● Problem to work on: Count the lines below that contain the string "draw", matching case exactly, and reply with that number alone.

● The input:
## START

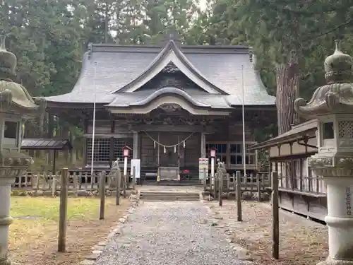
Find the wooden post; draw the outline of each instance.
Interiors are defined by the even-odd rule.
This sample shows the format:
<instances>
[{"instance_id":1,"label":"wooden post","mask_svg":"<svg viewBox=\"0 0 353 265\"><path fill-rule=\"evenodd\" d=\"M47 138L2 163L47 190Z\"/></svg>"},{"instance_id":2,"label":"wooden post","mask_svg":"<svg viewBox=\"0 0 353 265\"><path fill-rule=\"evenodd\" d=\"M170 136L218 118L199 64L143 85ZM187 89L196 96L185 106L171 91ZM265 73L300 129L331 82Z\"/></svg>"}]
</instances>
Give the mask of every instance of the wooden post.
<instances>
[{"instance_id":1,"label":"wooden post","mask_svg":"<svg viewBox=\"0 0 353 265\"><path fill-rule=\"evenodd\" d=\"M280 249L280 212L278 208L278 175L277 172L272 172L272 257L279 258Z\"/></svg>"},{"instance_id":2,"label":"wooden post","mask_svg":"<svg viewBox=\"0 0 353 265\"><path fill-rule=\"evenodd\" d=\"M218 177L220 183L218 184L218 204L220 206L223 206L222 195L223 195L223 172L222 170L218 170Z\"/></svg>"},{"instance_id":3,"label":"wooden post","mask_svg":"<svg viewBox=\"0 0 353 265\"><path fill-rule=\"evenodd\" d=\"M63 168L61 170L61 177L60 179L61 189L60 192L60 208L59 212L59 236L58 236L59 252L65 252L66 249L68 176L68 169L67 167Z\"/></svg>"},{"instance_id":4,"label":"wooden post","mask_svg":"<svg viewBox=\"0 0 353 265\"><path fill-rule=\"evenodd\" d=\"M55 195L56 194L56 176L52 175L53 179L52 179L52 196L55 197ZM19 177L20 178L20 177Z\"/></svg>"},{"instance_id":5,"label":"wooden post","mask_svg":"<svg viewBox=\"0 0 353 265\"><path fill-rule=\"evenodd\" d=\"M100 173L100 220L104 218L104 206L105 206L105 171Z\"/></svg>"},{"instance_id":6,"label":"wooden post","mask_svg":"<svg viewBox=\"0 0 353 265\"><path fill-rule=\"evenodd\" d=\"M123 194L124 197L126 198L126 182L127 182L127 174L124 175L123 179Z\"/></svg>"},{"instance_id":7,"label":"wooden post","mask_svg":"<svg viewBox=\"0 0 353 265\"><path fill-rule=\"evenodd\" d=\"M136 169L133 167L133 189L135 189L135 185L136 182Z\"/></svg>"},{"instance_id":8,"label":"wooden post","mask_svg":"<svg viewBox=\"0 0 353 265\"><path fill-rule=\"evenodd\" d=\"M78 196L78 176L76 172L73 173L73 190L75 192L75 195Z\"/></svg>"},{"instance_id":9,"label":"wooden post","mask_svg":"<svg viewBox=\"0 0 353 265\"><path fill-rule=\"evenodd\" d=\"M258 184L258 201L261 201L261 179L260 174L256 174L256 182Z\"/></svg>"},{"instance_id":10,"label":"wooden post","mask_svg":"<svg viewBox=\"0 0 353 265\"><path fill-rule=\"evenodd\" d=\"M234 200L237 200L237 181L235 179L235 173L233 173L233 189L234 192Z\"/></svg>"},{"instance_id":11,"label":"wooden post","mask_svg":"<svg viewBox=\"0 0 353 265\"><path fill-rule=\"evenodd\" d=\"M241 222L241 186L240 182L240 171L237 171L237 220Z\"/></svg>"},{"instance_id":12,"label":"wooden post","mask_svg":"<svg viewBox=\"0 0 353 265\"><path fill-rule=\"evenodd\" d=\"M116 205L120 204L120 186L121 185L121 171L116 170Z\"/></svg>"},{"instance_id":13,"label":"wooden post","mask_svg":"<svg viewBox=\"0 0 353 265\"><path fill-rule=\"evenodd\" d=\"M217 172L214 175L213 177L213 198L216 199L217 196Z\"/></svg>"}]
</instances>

## END
## START

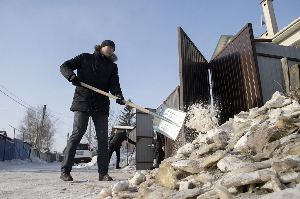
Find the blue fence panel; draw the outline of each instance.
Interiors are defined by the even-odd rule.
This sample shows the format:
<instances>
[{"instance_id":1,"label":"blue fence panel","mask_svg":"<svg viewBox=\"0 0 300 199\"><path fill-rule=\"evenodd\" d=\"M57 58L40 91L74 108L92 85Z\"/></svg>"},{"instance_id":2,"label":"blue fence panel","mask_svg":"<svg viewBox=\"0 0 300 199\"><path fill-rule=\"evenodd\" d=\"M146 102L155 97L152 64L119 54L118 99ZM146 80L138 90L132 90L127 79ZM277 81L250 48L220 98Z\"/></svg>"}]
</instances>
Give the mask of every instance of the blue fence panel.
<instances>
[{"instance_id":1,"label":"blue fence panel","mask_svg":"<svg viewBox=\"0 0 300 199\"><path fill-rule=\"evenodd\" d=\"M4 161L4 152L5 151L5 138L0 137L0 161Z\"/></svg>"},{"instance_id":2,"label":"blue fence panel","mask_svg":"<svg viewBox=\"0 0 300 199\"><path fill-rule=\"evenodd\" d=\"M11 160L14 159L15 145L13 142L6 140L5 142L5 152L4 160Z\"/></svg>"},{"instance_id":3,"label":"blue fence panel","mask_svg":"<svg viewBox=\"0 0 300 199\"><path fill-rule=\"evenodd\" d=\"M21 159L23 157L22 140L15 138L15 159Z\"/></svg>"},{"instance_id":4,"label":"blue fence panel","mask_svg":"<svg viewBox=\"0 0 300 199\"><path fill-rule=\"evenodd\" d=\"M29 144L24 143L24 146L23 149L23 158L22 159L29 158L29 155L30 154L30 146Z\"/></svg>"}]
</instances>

## END
## START

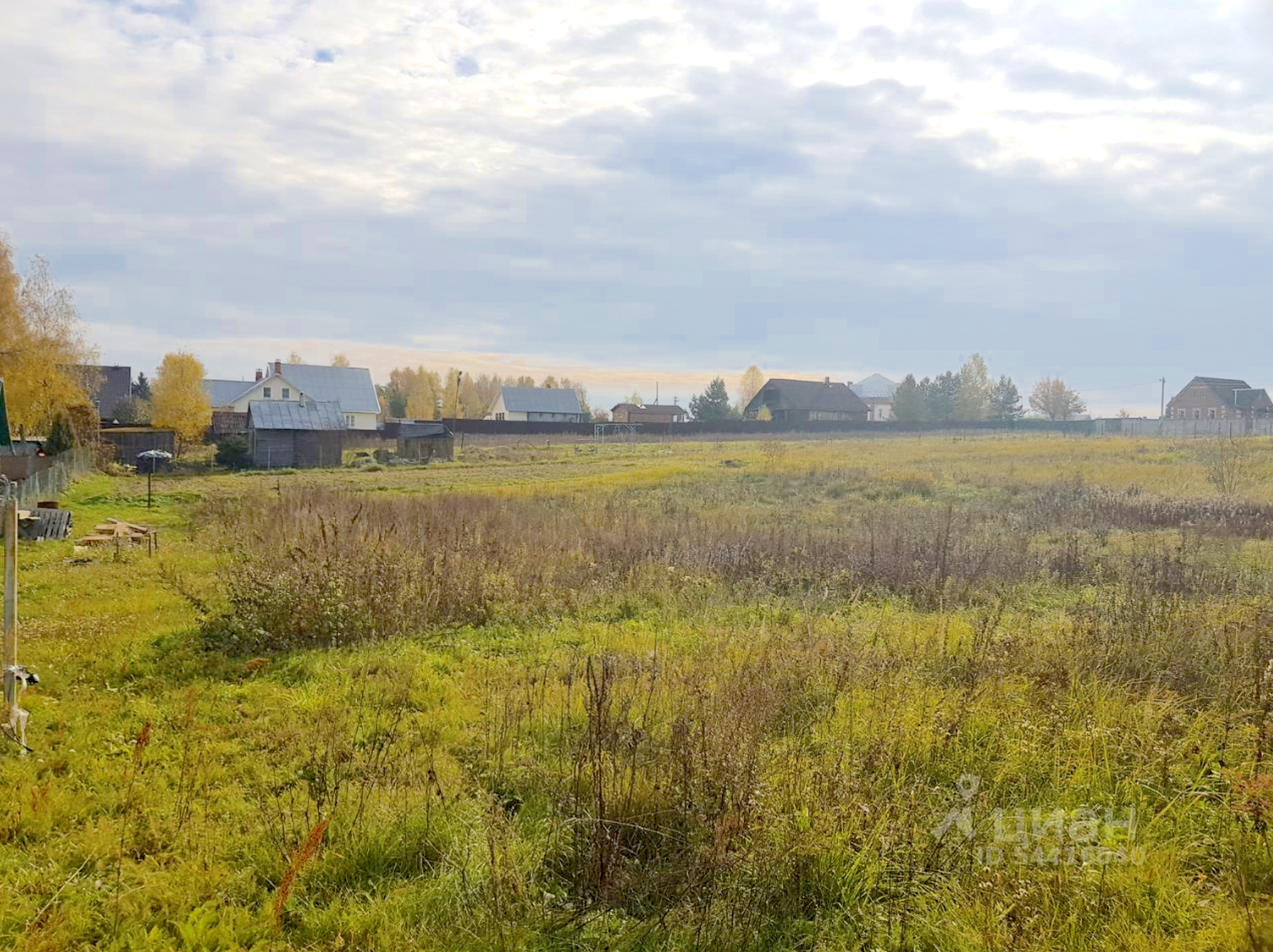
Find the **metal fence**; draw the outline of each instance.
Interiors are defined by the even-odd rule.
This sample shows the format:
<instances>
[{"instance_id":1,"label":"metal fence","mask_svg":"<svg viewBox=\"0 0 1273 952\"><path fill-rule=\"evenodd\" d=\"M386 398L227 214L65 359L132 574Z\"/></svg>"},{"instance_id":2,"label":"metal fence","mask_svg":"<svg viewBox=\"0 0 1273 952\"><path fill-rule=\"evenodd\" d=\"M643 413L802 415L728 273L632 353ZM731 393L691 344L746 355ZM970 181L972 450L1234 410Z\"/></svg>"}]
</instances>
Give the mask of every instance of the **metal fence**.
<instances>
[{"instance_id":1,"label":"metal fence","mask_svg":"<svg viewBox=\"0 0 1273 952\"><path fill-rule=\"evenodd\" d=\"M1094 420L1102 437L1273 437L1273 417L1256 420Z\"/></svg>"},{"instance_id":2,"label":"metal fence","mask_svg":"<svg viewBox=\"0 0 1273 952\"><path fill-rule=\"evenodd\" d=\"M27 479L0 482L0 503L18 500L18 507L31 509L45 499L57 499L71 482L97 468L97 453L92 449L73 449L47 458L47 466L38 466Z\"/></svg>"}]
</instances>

## END

● Answer to this exercise: 3